To do:
Reproduce each line of the listing exactly.

((

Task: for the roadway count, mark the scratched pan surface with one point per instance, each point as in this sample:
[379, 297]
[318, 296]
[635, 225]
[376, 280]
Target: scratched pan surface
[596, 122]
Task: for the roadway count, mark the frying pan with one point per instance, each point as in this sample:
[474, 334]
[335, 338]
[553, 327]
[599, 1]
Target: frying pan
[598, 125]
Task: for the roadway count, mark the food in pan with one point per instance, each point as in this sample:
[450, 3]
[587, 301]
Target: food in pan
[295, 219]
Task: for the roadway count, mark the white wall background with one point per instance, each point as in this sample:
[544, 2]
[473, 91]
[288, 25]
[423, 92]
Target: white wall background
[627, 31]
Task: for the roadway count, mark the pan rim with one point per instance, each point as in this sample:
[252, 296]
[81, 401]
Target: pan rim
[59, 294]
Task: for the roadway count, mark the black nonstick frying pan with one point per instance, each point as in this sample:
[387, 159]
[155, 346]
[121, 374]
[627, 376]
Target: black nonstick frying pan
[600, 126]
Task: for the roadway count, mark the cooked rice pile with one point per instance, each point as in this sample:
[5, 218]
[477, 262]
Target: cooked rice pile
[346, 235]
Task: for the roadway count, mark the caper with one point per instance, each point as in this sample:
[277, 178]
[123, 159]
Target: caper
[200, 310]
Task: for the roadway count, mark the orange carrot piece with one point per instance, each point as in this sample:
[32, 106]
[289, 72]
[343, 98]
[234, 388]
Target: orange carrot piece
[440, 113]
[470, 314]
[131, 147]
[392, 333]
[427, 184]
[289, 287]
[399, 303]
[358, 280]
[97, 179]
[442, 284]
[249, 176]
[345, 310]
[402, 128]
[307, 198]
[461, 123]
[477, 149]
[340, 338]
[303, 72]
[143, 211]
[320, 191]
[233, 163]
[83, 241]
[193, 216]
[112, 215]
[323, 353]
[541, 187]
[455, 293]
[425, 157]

))

Written answer:
Task: for the roadway count, mark the scratched pan surface with one point per instance, each point as in this sample:
[379, 297]
[318, 296]
[635, 225]
[376, 280]
Target: scratched pan surface
[596, 122]
Task: for the roadway count, mark the frying pan with one point per instance, each point as in this sample:
[474, 334]
[335, 338]
[553, 327]
[599, 1]
Target: frying pan
[598, 125]
Task: for the roadway count, mark the food in pan with one point per instance, each point as in this sample:
[450, 3]
[587, 301]
Target: food in pan
[295, 219]
Task: for the roadway count, mark the white wall background with one point per instance, each point as in this sample:
[544, 2]
[473, 91]
[288, 25]
[423, 92]
Target: white wall background
[627, 31]
Task: for the roadway count, mark the pan rim with one point per instance, each point as in this sample:
[252, 296]
[81, 401]
Target: pan rim
[59, 294]
Task: for the roadway count, mark the black nonstick frying pan with one point per instance, each point as in this sample:
[387, 159]
[155, 346]
[121, 374]
[627, 376]
Target: black nonstick frying pan
[600, 126]
Task: for the roadway count, mark the cooked rice pile with one point per instance, each point as in this sample:
[5, 218]
[477, 262]
Target: cooked rice pile
[346, 235]
Task: for the roadway count, mark the caper with one point per instance, each point as in this sample:
[277, 178]
[123, 159]
Target: caper
[200, 310]
Task: for the roadway count, mark the orange carrot piece with one point per instance, each point as in this sample:
[32, 106]
[289, 72]
[343, 98]
[234, 388]
Target: orange carrot piece
[440, 113]
[470, 314]
[131, 147]
[392, 333]
[427, 184]
[289, 287]
[399, 303]
[358, 280]
[97, 179]
[442, 284]
[249, 176]
[345, 310]
[402, 128]
[307, 198]
[461, 123]
[477, 149]
[340, 338]
[303, 72]
[143, 211]
[320, 191]
[233, 163]
[83, 241]
[193, 216]
[112, 215]
[323, 353]
[541, 187]
[455, 293]
[425, 157]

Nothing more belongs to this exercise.